| Testo fornito |
########################################

Colloqui di selezione del personale: gli errori da evitare
Trovare le persone giuste per un determinato lavoro è una sfida emozionante quanto insidiosa: siamo costantemente a rischio di commettere numerosi errori di valutazione, riducendo così l’efficacia del processo di selezione del personale. Vediamo quali sono questi errori da evitare durante i colloqui di selezione, e scopriamo come poterli arginare.
I colloqui di selezione sono la via privilegiata per l’ingresso in azienda. Eppure è in corso da numerosi anni un vivo dibattito sulla sua effettiva capacità di predire le future prestazioni dei candidati. Secondo l’indagine svolta da Schmidt e Hunter (A Better Way to Hire: A Case Study of 37 signals’ s Hiring Practices), i colloqui di selezione hanno una validità predittiva del solo 14%: una prospettiva davvero disarmante, dal momento che è proprio a questi colloqui che ci affidiamo, per scoprire quelle risorse e quei talenti che sono così necessari per la crescita e il successo della nostra impresa.

########################################

| Righe |
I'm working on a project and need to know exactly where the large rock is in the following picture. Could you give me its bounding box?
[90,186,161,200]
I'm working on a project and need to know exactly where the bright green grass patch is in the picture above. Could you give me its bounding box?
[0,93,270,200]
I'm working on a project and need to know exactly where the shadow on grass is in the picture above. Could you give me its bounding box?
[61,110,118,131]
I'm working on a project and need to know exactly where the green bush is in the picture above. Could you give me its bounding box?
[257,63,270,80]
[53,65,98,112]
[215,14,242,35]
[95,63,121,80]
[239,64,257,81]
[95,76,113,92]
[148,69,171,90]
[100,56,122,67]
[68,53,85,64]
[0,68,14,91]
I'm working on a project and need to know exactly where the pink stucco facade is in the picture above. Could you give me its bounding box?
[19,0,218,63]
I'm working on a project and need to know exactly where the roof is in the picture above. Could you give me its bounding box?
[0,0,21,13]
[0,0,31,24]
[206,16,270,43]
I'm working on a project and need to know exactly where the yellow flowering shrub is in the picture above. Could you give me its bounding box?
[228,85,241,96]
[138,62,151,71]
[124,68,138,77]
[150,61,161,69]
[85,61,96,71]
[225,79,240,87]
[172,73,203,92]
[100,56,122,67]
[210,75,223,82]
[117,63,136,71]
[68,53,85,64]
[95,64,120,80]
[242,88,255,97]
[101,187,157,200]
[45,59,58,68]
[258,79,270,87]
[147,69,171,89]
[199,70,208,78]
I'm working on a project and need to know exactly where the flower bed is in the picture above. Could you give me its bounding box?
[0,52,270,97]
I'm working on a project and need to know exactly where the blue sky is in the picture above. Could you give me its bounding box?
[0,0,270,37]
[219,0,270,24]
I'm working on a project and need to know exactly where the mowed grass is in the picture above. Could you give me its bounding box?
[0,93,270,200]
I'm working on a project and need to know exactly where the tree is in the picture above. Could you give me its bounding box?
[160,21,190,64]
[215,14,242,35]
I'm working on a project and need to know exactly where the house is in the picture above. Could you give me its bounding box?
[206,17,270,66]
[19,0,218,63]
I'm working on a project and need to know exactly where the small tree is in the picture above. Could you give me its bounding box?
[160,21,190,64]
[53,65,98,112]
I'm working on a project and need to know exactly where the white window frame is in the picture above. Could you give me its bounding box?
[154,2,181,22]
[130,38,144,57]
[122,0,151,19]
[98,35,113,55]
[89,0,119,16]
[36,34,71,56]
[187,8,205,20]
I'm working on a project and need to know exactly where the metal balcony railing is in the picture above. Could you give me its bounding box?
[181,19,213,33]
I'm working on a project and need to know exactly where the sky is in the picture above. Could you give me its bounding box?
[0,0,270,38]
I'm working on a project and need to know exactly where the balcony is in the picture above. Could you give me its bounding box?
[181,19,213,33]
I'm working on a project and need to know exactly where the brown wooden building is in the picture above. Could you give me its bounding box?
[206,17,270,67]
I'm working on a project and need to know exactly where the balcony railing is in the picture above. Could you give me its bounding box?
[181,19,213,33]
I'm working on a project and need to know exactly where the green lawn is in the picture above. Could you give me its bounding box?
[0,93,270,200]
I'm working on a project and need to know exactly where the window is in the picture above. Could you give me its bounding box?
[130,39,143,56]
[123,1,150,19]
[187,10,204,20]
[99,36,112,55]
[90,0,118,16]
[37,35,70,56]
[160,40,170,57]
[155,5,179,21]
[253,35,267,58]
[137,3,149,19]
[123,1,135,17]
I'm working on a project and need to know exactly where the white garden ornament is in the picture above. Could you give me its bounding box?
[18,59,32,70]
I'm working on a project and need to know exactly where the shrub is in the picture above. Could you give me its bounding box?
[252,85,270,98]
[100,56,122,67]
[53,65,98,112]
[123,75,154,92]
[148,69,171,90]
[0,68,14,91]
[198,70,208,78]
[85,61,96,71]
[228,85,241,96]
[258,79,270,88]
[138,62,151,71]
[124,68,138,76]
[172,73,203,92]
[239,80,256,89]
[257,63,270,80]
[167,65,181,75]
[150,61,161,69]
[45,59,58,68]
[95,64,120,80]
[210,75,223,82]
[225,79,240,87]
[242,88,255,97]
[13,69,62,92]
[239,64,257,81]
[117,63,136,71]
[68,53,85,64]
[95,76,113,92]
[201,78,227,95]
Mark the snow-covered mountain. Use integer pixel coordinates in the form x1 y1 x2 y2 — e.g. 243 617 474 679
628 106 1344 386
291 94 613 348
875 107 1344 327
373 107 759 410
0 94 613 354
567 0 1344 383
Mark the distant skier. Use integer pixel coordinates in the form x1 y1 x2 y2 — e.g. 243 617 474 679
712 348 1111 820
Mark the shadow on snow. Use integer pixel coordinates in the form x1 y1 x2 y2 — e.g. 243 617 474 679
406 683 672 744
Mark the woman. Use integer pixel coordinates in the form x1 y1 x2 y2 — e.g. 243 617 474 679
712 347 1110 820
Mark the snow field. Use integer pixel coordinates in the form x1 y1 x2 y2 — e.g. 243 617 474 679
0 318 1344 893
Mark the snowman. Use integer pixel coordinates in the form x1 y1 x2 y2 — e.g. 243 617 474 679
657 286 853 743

########################################

| Esercizio assegnato |
Nel testo sui colloqui di selezione individui tutti i verbi coniugati alla prima persona plurale e li riporti nella forma e nell'ordine in cui compaiono. Le righe costituiscono un materiale a sé stante, distinto dal testo fornito.

| Risposta al compito |
siamo, Vediamo, scopriamo, ci affidiamo